Указания.
[1] Перепишите часть фрагмента от слов «Платонов не соглашается» до слов «сломом судьбы, смертью.», заменив «смертью» на «гибелью».
[2] Выпишите из записей все строки, содержащие слово «crest», с учетом регистра.

Фрагмент.
⁂

Во время восстания в Сядемках погибает Платонов. Он замерзает в степи, и в его затухающем сознании происходит важный спор с пригрезившимся оппонентом. Тот говорит Платонову, что «любая ошибка в перестройке крестьянского производства, любой просчет в перестройке его потрясают жизнь крестьянской семьи сверху донизу, приносят не только протори и убытки, не только разруху и семейные неурядицы, но в пер­вую очередь физическое истребление людей. Здесь можно ошибиться один раз, от силы — два раза, но выдюжит ли двужильный русский мужик десять переделок? Вот в чем вопрос. Машину десять раз переделать можно, а живого мужика — нельзя».

Платонов не соглашается с оппонентом, но сам факт его появления может означать только одно: он что-то понял, этот несгибаемый двадцатипятитысячник, в результате долгой, ожесточенной борьбы с мужиком. Понял, но не успел додумать до конца. Год великого перелома обернулся сломом судьбы, смертью.

⁂

Данные разметки расположения объектов
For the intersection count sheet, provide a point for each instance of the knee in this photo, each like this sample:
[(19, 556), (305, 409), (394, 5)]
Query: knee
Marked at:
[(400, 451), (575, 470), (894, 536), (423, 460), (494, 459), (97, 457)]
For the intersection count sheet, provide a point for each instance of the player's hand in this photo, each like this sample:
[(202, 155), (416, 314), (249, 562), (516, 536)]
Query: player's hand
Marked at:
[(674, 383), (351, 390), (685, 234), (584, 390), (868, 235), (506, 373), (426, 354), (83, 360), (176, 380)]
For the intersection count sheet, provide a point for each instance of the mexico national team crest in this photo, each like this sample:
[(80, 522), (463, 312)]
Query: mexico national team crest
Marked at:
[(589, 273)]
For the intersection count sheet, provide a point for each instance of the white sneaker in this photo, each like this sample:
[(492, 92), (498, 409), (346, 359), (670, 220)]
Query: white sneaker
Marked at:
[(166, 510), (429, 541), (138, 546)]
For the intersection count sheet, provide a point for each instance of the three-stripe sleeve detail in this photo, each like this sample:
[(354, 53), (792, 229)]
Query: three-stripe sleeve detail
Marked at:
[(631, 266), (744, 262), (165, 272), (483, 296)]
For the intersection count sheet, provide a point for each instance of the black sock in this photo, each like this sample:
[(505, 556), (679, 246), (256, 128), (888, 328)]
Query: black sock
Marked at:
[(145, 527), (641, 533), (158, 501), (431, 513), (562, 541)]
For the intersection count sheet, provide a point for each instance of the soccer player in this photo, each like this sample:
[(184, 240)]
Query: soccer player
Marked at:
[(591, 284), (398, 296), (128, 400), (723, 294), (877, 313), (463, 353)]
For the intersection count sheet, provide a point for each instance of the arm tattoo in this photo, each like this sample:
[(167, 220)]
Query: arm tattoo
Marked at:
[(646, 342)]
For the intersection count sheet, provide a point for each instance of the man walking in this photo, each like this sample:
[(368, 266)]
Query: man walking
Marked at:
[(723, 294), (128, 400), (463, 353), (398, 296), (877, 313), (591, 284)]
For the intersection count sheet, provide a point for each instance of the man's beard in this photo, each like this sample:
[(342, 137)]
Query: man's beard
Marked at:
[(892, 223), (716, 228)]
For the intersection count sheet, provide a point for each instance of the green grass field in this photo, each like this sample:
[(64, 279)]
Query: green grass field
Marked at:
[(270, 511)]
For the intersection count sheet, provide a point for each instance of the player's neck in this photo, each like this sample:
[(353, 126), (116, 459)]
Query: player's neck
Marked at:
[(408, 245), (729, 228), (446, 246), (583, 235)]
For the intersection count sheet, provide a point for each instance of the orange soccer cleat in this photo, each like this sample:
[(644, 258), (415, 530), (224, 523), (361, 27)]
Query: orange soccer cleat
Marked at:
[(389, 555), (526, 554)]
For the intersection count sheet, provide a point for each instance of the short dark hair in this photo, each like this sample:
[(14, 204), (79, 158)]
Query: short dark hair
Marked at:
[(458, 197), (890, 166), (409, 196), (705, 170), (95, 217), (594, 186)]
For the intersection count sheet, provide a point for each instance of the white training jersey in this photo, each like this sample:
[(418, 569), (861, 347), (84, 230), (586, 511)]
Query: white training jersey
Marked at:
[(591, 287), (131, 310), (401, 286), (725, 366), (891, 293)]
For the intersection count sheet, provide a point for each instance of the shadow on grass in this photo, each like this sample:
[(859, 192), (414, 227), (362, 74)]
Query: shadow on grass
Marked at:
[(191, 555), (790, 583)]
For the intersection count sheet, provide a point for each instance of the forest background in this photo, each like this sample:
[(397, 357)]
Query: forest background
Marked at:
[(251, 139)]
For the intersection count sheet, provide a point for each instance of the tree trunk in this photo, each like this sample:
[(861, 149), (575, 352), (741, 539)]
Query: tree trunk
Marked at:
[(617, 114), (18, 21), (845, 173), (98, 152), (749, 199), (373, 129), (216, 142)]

⁂

Решения.
[1]
Платонов не соглашается с оппонентом, но сам факт его появления может означать только одно: он что-то понял, этот несгибаемый двадцатипятитысячник, в результате долгой, ожесточенной борьбы с мужиком. Понял, но не успел додумать до конца. Год великого перелома обернулся сломом судьбы, гибелью.

[2]
For the intersection count sheet, provide a point for each instance of the mexico national team crest in this photo, each like this sample:
Query: mexico national team crest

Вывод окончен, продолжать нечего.